[[ EXTRACTED DATA open ]]
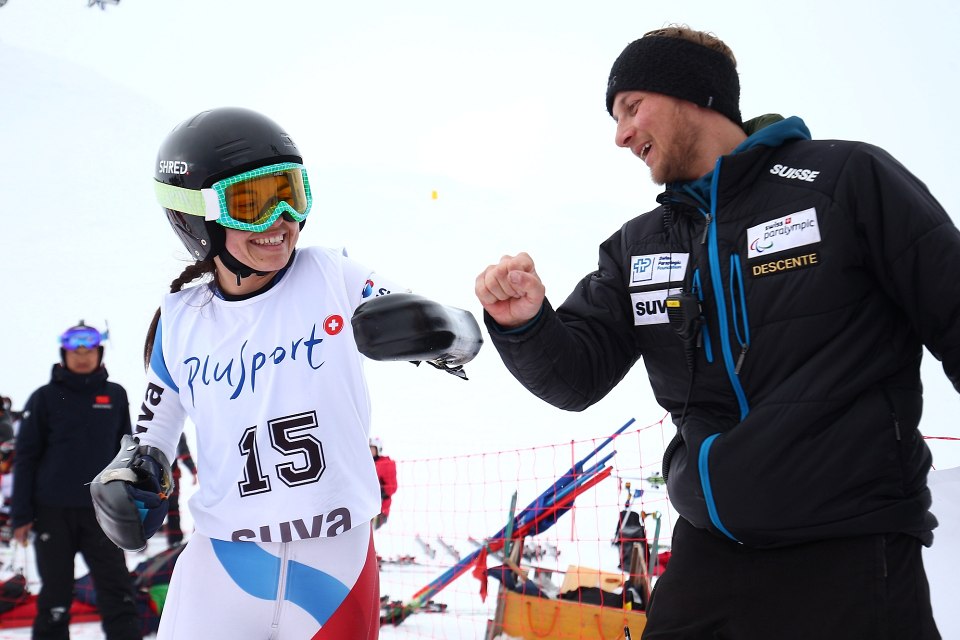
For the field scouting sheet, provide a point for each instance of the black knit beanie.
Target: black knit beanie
(679, 68)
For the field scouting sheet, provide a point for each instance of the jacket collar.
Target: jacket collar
(78, 381)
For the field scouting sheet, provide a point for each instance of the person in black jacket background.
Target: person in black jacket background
(780, 298)
(71, 430)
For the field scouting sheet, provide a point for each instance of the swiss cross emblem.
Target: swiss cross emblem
(333, 325)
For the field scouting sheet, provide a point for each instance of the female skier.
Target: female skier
(262, 358)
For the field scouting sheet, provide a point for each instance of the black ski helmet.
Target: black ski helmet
(210, 146)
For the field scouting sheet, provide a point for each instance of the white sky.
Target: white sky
[[ EXTRACTED DATA closed ]]
- [ASSIGNMENT] The answer should be a single number: how many lines in the entries contain "sheet".

- [FINISHED TASK] 7